## TASKS TO CARRY OUT
1 - In the news roundup about Sears and the "Free Palestine" clothing, which company offered that clothing for sale?
2 - Carry on the news roundup about Sears pulling the "Free Palestine" clothing, picking up right after its final sentence.

## GIVEN PASSAGE
▬▬▬▬▬▬▬▬▬▬
First Read For June 7

Sears won’t sell ‘Free Palestine’ T- shirts; New York educators honored by Covenant Foundation; Rabbi Moti Elon opens study center in Jerusalem; Ethiopian Jews arrive in Israel.

Sears says it will remove a line of clothing featuring the slogan “Free Palestine” from its website.
(Screenshot from Sears.com)
Sears says it will remove a line of clothing featuring the slogan “Free Palestine” from its website. (Screenshot from Sears.com)

Want a ‘Free Palestine’ T-shirt? Don’t go to Sears

Sears says it will remove a line of clothing featuring the slogan “Free Palestine” from its website, the Jerusalem Post reports. The clothing was offered for sale by another company, Spreadshirt Collection, and included tank tops, t-shirts and hoodies featuring a variety of pro-Palestinian messages.

The clothing was offered for sale through Sears Marketplace, which offers a platform for third-party sellers to offer their wares through websites managed by Sears. The designs included a clenched fist in the colors of the Palestinian flag and statements opposing “The Israeli occupation.”

A Sears representative said the company “will be removing the items soon. We do not want our members to be unhappy.”
According to a statement from a Sears spokesman, the apparel was pulled from the site based on feedback the company received.
▬▬▬▬▬▬▬▬▬▬
## DATA BLOCK
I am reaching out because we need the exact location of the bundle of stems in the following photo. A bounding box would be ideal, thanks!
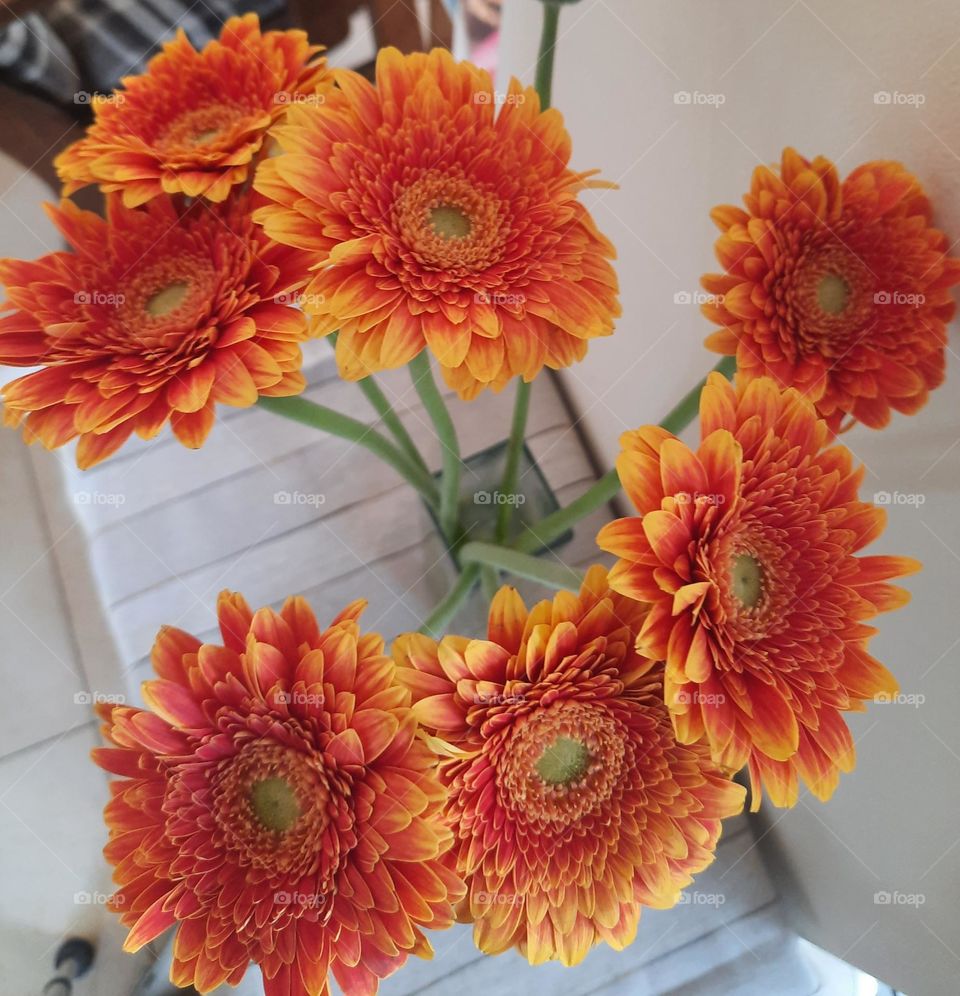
[259,2,736,635]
▬▬▬▬▬▬▬▬▬▬
## EXPECTED RESPONSES
1 - Spreadshirt Collection.

2 -
Jewish campus chaplain’s daughter assaulted in England

The teenage daughter of the University of Surrey’s Jewish chaplain in England was allegedly beaten by an anti-Semitic gang and left bleeding in a park for two hours late last month after police failed to respond to an emergency call, according to the Algemeiner.

Hannah Goldberg was reportedly sitting in a public park with two friends on the Shabbat of May 27, when a group of five men approached them with comments like, “Hitler should have killed all you Jews when he had the chance” and “You should have all been gassed,” the paper reported.

One of the boys threw a basketball at Hannah’s face and kicked her in the chest, while another boy punched her in the face repeatedly. Hannah’s friends approached a nearby postal worker for help, who in turn called the Metropolitan Police Service, who never arrived.

New York educators honored by Covenant Foundation

Rabbi Tully Harcsztark, founding principal of SAR High School in Riverdale, and Meredith Englander Polsky, national director of Institutes and Training at Matan in New York, were among Jewish educators named recipients this week of the Award from the Covenant Foundation, the New York-based philanthropy announced.

The Award is considered among the highest honors in the field of Jewish education.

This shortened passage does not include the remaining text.